Each record should be written out exactly as it stands.

BEGIN RECORDS TO USE

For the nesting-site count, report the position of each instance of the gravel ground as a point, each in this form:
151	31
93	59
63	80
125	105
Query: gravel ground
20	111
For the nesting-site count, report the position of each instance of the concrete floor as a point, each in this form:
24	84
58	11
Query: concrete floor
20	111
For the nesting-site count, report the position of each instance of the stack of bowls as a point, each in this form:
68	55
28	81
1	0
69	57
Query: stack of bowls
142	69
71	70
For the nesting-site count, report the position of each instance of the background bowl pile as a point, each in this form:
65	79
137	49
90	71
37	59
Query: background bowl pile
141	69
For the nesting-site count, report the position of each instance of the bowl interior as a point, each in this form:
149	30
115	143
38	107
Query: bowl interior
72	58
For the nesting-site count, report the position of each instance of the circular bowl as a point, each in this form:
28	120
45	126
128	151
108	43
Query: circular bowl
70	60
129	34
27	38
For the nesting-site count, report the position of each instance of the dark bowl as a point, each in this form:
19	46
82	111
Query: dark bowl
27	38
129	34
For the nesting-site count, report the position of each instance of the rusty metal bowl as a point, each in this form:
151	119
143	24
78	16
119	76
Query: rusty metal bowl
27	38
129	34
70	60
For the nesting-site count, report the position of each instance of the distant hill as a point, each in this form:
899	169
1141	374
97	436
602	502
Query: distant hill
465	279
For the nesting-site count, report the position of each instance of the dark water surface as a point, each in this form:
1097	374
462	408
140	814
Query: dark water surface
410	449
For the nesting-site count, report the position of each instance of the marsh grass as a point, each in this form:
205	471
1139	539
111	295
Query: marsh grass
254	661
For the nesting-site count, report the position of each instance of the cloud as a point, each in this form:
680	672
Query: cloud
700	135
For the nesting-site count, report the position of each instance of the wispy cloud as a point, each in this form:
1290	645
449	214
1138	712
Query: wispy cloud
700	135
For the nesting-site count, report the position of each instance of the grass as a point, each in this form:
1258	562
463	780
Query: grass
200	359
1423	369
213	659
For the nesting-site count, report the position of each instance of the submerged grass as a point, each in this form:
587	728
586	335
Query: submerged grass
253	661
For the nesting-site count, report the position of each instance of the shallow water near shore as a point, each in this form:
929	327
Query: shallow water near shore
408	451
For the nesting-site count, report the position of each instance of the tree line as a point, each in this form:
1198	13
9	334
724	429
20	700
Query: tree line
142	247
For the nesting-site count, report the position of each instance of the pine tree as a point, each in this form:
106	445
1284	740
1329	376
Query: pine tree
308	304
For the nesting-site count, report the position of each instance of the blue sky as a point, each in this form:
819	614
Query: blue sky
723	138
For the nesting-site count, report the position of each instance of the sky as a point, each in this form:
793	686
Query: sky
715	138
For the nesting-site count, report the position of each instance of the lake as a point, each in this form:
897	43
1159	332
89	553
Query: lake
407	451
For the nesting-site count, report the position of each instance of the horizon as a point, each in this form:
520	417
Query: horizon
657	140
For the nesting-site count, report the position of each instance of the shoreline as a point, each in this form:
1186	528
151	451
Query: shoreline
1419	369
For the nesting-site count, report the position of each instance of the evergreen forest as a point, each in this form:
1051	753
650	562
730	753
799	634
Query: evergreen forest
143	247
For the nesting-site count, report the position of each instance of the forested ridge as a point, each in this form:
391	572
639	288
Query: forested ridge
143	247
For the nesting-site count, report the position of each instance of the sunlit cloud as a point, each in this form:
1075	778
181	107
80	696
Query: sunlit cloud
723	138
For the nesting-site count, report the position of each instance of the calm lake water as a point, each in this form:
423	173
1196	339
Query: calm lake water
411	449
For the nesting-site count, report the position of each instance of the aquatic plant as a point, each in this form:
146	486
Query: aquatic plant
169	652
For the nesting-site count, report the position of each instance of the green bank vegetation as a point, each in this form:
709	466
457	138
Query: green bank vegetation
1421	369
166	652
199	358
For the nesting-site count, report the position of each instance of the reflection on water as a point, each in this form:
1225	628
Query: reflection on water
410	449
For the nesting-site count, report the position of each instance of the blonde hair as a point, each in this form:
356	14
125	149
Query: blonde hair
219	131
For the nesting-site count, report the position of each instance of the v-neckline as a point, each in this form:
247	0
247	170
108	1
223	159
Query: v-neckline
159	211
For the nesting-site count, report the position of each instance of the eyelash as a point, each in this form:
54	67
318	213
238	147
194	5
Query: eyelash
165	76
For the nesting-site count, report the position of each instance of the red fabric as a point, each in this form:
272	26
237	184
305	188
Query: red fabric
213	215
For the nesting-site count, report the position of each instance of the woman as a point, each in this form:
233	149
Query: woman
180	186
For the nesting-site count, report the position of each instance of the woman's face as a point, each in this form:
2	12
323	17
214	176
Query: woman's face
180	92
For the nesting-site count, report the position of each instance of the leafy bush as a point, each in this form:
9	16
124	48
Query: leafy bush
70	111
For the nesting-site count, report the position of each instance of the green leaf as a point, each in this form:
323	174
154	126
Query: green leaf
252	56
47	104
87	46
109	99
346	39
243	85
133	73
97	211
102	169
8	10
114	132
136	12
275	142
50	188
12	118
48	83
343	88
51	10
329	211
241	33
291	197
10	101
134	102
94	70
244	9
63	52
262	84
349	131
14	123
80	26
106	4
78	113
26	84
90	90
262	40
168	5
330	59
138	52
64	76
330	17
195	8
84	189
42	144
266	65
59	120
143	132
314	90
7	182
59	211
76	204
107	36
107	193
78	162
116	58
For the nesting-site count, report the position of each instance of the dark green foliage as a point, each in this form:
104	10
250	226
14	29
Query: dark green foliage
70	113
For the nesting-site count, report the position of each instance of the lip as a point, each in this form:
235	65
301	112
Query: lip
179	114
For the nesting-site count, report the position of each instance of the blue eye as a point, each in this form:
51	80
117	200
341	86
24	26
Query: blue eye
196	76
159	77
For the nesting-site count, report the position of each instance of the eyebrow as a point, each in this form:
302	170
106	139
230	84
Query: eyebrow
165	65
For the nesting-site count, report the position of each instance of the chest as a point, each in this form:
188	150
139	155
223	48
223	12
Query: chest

END RECORDS TO USE

**ANSWER TO THIS TASK:**
For the nesting-site count, report the position of each instance of the gravel ground as a point, each in this form:
151	31
93	59
63	80
125	105
Query: gravel ground
20	111
For the nesting-site count, report the position of each instance of the concrete floor as a point, each in this form:
24	84
58	11
Query: concrete floor
20	111
For the nesting-site count, report the position of each instance of the stack of bowls as a point, each in this form:
68	55
28	81
1	0
69	57
Query: stack of bowls
142	69
71	70
For the nesting-site count, report the position of each instance of the background bowl pile as a point, each in this form:
65	79
137	49
90	71
37	59
Query: background bowl pile
141	69
For the nesting-site count, report the position of each instance of the bowl interior as a point, each in this form:
149	30
115	143
38	107
Query: bowl interior
72	58
For the nesting-site count, report the position of each instance of the circular bowl as a point, each in this form:
28	120
45	126
128	151
108	43
Query: circular bowl
70	60
129	34
27	38
For the nesting-site count, report the position of each instance of the dark bowl as a point, each in this form:
19	46
82	111
Query: dark bowl
27	38
129	34
For the nesting-site count, report the position of each instance of the rusty metal bowl as a point, each in this form:
151	119
143	24
78	16
119	76
Query: rusty metal bowl
27	38
129	34
70	60
For the nesting-site count, report the position of each instance of the distant hill as a point, each in this form:
899	169
1141	374
97	436
602	502
Query: distant hill
465	279
For the nesting-site count, report the position of each instance of the dark water surface as a point, each in this form:
1097	374
462	408
140	814
Query: dark water surface
410	449
For the nesting-site count, report the position of each instance of the marsh grass as a point, each in this form:
205	471
1139	539
111	295
Query: marsh grass
254	661
For the nesting-site count, report the position of each instance of the cloud as a point, each in this form:
680	672
Query: cloud
700	135
For the nesting-site count, report the position of each instance of the wispy cloud as a point, each in this form:
1290	645
449	214
1138	712
Query: wispy cloud
700	135
For the nesting-site count, report the position of each instance of the grass as a point, each in this form:
1258	562
463	780
Query: grass
200	359
1423	369
213	659
For the nesting-site count, report the position of each instance of the submerged grass as a point, each in this form:
587	728
586	335
Query: submerged grass
253	661
For the nesting-site count, report the position of each instance of the shallow water near shore as a point, each in this form:
929	327
Query: shallow water near shore
408	451
For the nesting-site count, report the position of each instance of the tree line as a point, each in this form:
1198	13
9	334
724	429
20	700
Query: tree line
142	247
For the nesting-site count, report the position of each instance of the pine tree as a point, each in this form:
106	445
1284	740
1329	376
Query: pine tree
308	304
For the nesting-site count, report the position of each instance of the blue sky as a point, each in this form:
819	614
Query: blue sky
723	138
For the nesting-site count, report the position of each instance of the sky as a point, each in this form:
793	686
Query: sky
715	138
For the nesting-site count, report the position of each instance of the lake as a point, each in this form:
897	43
1159	332
89	553
Query: lake
407	451
For the nesting-site count, report the position of each instance of the horizon as a point, each in this form:
520	417
Query: horizon
657	140
For the nesting-site count, report the position of each instance of the shoreline as a point, each in this form:
1186	528
151	451
Query: shoreline
1419	369
For the nesting-site count, report the position of each instance of the evergreen forest as a point, each in this form:
1051	753
650	562
730	753
799	634
Query: evergreen forest
143	247
For the nesting-site count, report the position of each instance of the forested ridge as a point, each in this form:
391	572
639	288
Query: forested ridge
143	247
For the nesting-site count, report the position of each instance of the sunlit cloud as a point, each in this form:
1075	778
181	107
80	696
Query: sunlit cloud
723	138
For the nesting-site count, report the position of each instance of the calm lake water as a point, each in this form:
423	173
1196	339
Query: calm lake water
411	449
For the nesting-site count, report the position of each instance of the aquatic plant as a point, each in this form:
146	486
Query: aquatic plant
169	652
For the nesting-site count, report the position of each instance of the green bank vegetation as a point, each in this form:
709	466
457	138
Query: green bank vegetation
1421	369
166	652
199	358
For the nesting-site count, report the position of each instance of the reflection on water as a point, each in this form:
1225	628
Query: reflection on water
410	449
For the nesting-site count, report the position of each instance of the blonde hair as a point, each in this form:
356	14
125	149
Query: blonde hair
219	131
For the nesting-site count, report the position of each instance of the v-neckline as a point, each in this form:
247	0
247	170
108	1
223	159
Query: v-neckline
159	211
For the nesting-site count, report the position of each instance of the eyelash as a point, each in this form:
54	67
318	213
238	147
194	5
Query: eyelash
165	76
For the nesting-site count, report the position of each instance of the red fabric as a point, each in this form:
272	26
237	184
305	188
Query: red fabric
213	215
For the nesting-site count, report the position of each instance of the woman as a point, each in this form:
233	149
Query: woman
180	186
For the nesting-site count, report the position of each instance of the woman's face as a point, each in this form:
2	12
323	17
214	176
Query: woman's face
180	92
For the nesting-site count, report the position of each instance of the leafy bush as a point, each in this form:
9	16
124	48
Query: leafy bush
70	111
For the nesting-site count, report the position of each instance of the green leaf as a point, each in this form:
323	174
154	126
Query: green leaf
252	56
47	104
87	46
109	99
346	39
243	85
133	73
97	211
102	169
8	10
114	132
136	12
275	142
50	188
12	118
48	83
343	88
51	10
329	211
241	33
291	197
10	101
134	102
94	70
244	9
63	52
262	84
349	131
14	123
80	26
106	4
78	113
26	84
90	90
262	40
168	5
330	59
138	52
64	76
330	17
195	8
84	189
42	144
266	65
59	120
143	132
314	90
7	182
59	211
76	204
107	36
107	193
78	162
116	58
For the nesting-site count, report the position of each instance of the dark green foliage as a point, each in this form:
104	10
250	226
14	29
Query: dark green foliage
70	113
For the nesting-site count, report the position of each instance of the lip as a point, each in this form:
235	65
301	112
Query: lip
179	114
For the nesting-site count, report the position of each instance of the blue eye as a point, each in this form:
51	80
117	200
341	86
24	26
Query: blue eye
196	76
159	77
For the nesting-site count, report the position of each instance of the eyebrow as a point, each in this form:
302	170
106	139
230	84
Query: eyebrow
165	65
For the nesting-site count, report the position of each instance of the chest as a point, each in this form:
188	150
139	155
223	48
223	12
Query: chest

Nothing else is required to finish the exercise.